-- start of Input rows --

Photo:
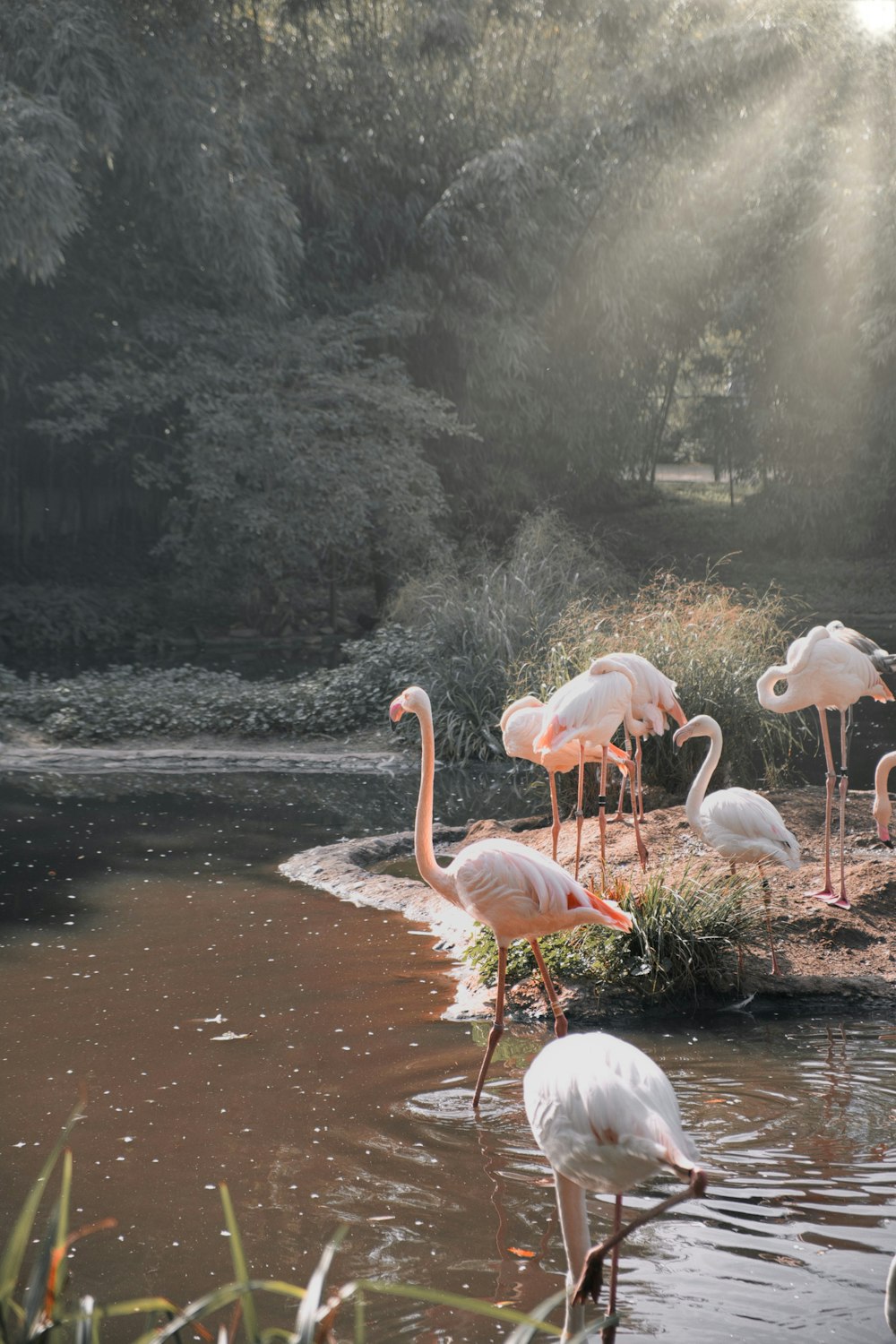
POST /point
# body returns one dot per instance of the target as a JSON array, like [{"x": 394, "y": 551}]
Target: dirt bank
[{"x": 826, "y": 954}]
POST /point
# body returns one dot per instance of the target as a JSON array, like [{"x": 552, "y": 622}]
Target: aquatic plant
[
  {"x": 681, "y": 948},
  {"x": 225, "y": 1314}
]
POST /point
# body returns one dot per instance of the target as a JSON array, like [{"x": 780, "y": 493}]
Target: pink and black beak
[{"x": 397, "y": 709}]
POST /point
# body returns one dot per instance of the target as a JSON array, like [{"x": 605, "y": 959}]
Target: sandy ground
[{"x": 826, "y": 954}]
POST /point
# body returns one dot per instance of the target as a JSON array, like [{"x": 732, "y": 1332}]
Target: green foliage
[
  {"x": 477, "y": 621},
  {"x": 45, "y": 1311},
  {"x": 42, "y": 620},
  {"x": 712, "y": 642},
  {"x": 126, "y": 703},
  {"x": 681, "y": 946}
]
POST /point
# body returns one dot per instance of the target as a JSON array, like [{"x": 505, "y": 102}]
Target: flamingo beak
[{"x": 397, "y": 710}]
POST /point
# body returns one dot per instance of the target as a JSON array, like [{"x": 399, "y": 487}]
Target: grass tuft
[{"x": 681, "y": 949}]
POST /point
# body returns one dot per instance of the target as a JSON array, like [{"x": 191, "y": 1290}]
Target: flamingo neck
[
  {"x": 424, "y": 851},
  {"x": 697, "y": 790}
]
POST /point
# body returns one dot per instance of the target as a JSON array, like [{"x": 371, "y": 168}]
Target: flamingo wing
[
  {"x": 745, "y": 827},
  {"x": 521, "y": 892},
  {"x": 605, "y": 1113}
]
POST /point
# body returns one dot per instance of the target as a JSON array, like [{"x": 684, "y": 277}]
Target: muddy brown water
[{"x": 231, "y": 1027}]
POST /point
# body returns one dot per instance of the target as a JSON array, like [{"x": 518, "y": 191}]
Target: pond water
[{"x": 142, "y": 921}]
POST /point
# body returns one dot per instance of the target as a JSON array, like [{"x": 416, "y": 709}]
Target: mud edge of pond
[{"x": 349, "y": 870}]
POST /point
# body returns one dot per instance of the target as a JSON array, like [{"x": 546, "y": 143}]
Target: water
[{"x": 142, "y": 921}]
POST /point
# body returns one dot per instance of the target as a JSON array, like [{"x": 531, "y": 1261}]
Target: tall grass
[
  {"x": 42, "y": 1309},
  {"x": 478, "y": 621},
  {"x": 713, "y": 642},
  {"x": 681, "y": 948}
]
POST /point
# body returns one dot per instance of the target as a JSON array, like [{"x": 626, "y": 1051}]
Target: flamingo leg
[
  {"x": 497, "y": 1026},
  {"x": 602, "y": 814},
  {"x": 767, "y": 900},
  {"x": 559, "y": 1016},
  {"x": 591, "y": 1277},
  {"x": 555, "y": 824},
  {"x": 637, "y": 763},
  {"x": 624, "y": 781},
  {"x": 642, "y": 849},
  {"x": 579, "y": 814},
  {"x": 844, "y": 784},
  {"x": 826, "y": 892},
  {"x": 608, "y": 1332}
]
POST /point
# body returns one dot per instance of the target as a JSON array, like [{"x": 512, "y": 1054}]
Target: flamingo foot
[{"x": 590, "y": 1279}]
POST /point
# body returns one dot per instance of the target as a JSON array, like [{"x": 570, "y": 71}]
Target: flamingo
[
  {"x": 831, "y": 674},
  {"x": 883, "y": 808},
  {"x": 516, "y": 892},
  {"x": 883, "y": 660},
  {"x": 587, "y": 711},
  {"x": 651, "y": 701},
  {"x": 521, "y": 723},
  {"x": 739, "y": 823},
  {"x": 606, "y": 1117}
]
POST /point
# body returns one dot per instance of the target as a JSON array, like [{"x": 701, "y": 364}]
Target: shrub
[
  {"x": 477, "y": 623},
  {"x": 680, "y": 948}
]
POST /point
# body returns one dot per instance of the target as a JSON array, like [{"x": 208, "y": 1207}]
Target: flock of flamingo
[{"x": 602, "y": 1112}]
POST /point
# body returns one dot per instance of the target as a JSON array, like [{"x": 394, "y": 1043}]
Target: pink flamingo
[
  {"x": 739, "y": 824},
  {"x": 883, "y": 808},
  {"x": 516, "y": 892},
  {"x": 831, "y": 674},
  {"x": 520, "y": 726},
  {"x": 606, "y": 1117},
  {"x": 653, "y": 701},
  {"x": 587, "y": 711}
]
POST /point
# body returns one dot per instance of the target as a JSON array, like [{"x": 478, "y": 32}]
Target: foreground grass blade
[
  {"x": 306, "y": 1314},
  {"x": 527, "y": 1332},
  {"x": 250, "y": 1320},
  {"x": 15, "y": 1249}
]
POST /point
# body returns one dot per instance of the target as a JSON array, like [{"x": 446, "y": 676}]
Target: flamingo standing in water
[
  {"x": 831, "y": 674},
  {"x": 883, "y": 808},
  {"x": 739, "y": 824},
  {"x": 587, "y": 711},
  {"x": 516, "y": 892},
  {"x": 520, "y": 726},
  {"x": 606, "y": 1117},
  {"x": 653, "y": 701}
]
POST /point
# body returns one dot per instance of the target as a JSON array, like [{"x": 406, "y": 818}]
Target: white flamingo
[
  {"x": 520, "y": 726},
  {"x": 739, "y": 824},
  {"x": 831, "y": 674},
  {"x": 883, "y": 808},
  {"x": 516, "y": 892},
  {"x": 587, "y": 711},
  {"x": 606, "y": 1117},
  {"x": 653, "y": 701}
]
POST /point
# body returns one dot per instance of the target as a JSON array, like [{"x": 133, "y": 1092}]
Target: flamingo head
[
  {"x": 696, "y": 728},
  {"x": 411, "y": 701}
]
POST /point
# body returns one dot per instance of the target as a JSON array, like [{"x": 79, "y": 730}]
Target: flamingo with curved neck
[
  {"x": 514, "y": 890},
  {"x": 606, "y": 1117},
  {"x": 587, "y": 711},
  {"x": 883, "y": 808},
  {"x": 520, "y": 726},
  {"x": 739, "y": 824},
  {"x": 829, "y": 674}
]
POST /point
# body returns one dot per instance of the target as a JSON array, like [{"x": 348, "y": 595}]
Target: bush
[
  {"x": 711, "y": 642},
  {"x": 680, "y": 948},
  {"x": 477, "y": 623}
]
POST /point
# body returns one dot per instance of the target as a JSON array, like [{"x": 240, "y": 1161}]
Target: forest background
[{"x": 301, "y": 298}]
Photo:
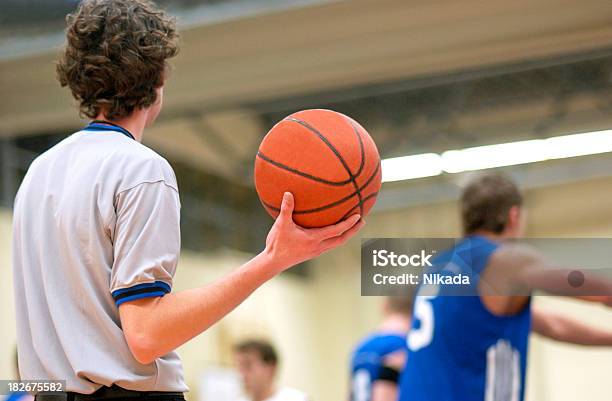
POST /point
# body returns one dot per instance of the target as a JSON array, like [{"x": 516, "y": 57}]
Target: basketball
[{"x": 327, "y": 160}]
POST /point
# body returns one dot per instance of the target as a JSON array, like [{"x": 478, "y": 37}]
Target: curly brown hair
[
  {"x": 116, "y": 55},
  {"x": 486, "y": 201}
]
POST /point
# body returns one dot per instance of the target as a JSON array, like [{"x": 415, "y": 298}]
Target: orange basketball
[{"x": 326, "y": 159}]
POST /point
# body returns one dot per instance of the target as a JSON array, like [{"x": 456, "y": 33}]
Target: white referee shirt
[{"x": 96, "y": 224}]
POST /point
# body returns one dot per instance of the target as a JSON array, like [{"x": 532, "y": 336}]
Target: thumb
[{"x": 287, "y": 206}]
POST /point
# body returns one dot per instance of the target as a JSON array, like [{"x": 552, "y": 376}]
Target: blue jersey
[
  {"x": 458, "y": 350},
  {"x": 367, "y": 362}
]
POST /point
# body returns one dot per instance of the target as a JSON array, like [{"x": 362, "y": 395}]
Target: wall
[{"x": 316, "y": 321}]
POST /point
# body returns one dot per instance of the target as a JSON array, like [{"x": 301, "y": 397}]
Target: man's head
[
  {"x": 491, "y": 203},
  {"x": 256, "y": 361},
  {"x": 115, "y": 59}
]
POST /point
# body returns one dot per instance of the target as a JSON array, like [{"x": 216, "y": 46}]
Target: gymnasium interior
[{"x": 423, "y": 77}]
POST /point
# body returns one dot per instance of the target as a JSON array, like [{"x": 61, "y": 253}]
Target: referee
[{"x": 96, "y": 226}]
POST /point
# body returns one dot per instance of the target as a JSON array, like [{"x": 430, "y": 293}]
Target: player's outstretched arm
[
  {"x": 521, "y": 270},
  {"x": 155, "y": 326},
  {"x": 561, "y": 328}
]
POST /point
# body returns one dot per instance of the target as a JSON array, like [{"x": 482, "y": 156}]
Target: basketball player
[
  {"x": 257, "y": 363},
  {"x": 474, "y": 348},
  {"x": 377, "y": 361},
  {"x": 96, "y": 226}
]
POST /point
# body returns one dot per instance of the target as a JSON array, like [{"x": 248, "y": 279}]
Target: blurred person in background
[
  {"x": 377, "y": 361},
  {"x": 19, "y": 395},
  {"x": 474, "y": 348},
  {"x": 257, "y": 363}
]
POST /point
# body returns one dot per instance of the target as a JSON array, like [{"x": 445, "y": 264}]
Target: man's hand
[
  {"x": 155, "y": 326},
  {"x": 289, "y": 244},
  {"x": 562, "y": 328}
]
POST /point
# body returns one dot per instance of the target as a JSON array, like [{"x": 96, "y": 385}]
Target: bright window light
[
  {"x": 500, "y": 155},
  {"x": 409, "y": 167}
]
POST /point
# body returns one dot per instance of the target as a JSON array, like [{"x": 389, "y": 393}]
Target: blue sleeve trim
[
  {"x": 140, "y": 296},
  {"x": 145, "y": 290}
]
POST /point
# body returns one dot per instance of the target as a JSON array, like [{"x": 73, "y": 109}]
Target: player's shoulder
[
  {"x": 137, "y": 164},
  {"x": 517, "y": 252}
]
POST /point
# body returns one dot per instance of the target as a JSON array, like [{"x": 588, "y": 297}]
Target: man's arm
[
  {"x": 518, "y": 270},
  {"x": 560, "y": 328},
  {"x": 155, "y": 326}
]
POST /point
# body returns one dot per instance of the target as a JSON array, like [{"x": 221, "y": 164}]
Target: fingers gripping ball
[{"x": 326, "y": 159}]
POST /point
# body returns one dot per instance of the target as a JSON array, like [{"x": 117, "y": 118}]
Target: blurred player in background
[
  {"x": 474, "y": 348},
  {"x": 257, "y": 362},
  {"x": 378, "y": 359},
  {"x": 96, "y": 226}
]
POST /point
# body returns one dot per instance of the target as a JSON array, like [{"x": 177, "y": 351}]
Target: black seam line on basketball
[
  {"x": 333, "y": 149},
  {"x": 301, "y": 173},
  {"x": 332, "y": 204},
  {"x": 360, "y": 205},
  {"x": 362, "y": 164}
]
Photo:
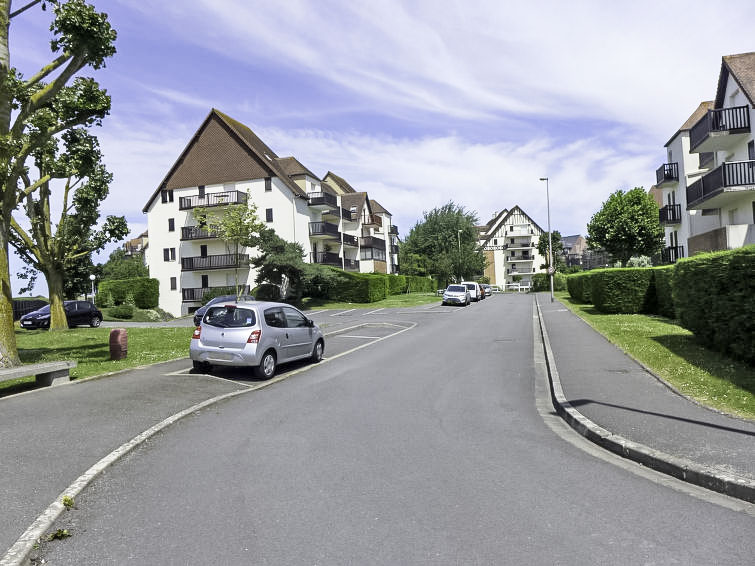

-- end of Input rows --

What is required | How many lines in the listing above contain the word "blurred"? Reply with the number alone.

Answer to the exercise | 2